=== Your instructions ===
Can you turn the material below, starting at the line that contains "of the mammoth's" and running through its last line, into a numbered list with any blank lines left out?

(Dataset excerpt)
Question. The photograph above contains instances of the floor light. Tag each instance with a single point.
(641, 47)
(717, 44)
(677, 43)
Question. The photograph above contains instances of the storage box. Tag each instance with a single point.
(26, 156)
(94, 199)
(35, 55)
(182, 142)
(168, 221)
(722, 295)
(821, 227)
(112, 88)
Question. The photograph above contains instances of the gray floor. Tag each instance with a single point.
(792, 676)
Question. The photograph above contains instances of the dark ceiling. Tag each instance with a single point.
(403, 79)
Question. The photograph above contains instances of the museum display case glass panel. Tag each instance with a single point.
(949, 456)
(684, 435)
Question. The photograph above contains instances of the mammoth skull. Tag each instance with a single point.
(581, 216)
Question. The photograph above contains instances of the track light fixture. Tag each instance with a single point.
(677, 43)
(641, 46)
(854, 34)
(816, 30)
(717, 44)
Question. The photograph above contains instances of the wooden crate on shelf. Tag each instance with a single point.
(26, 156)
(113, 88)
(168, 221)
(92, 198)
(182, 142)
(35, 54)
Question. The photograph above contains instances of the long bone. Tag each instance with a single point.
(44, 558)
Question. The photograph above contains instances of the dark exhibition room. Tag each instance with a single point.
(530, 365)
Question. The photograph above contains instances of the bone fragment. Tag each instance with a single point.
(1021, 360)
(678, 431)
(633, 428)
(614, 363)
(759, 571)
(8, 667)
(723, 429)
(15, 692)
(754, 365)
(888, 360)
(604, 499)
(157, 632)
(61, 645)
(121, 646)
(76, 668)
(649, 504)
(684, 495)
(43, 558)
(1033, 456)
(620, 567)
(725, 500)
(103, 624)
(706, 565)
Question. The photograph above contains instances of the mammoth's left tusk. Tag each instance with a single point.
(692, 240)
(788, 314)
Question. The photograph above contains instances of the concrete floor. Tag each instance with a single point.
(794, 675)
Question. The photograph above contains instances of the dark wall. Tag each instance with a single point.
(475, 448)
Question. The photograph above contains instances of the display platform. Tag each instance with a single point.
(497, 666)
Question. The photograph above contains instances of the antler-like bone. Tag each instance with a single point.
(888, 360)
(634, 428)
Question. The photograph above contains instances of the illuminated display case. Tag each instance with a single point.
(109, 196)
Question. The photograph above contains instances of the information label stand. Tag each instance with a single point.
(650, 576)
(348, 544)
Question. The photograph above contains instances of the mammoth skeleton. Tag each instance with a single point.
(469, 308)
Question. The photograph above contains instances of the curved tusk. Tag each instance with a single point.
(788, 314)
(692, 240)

=== Result for this task ===
1. Question. The photograph above contains instances of the mammoth's left tusk. Tag each instance with a single point.
2. (692, 240)
3. (788, 314)
4. Question. The photograph above contains instances of the concrete floor. Tag each instance with a single point.
5. (794, 675)
6. Question. The photograph above contains instances of the dark wall. Tag each instance with a single point.
7. (475, 448)
8. Question. The photograph above contains instances of the display platform. Tag each instance with a single point.
9. (497, 666)
10. Question. The photograph above contains instances of the antler-like bone. Tag each instance with a single point.
11. (888, 360)
12. (634, 428)
13. Question. The photograph above contains instances of the illuminated display case. Tag each instance with a single point.
14. (109, 196)
15. Question. The photograph above contains instances of the information label stand. Tag each instance with a single point.
16. (650, 576)
17. (348, 544)
18. Question. The photograph above contains instances of the mammoth skeleton. Tag each instance with a single point.
19. (469, 308)
20. Question. The photograph above contains instances of the curved tusk. Tag each instance with a single point.
21. (788, 314)
22. (692, 240)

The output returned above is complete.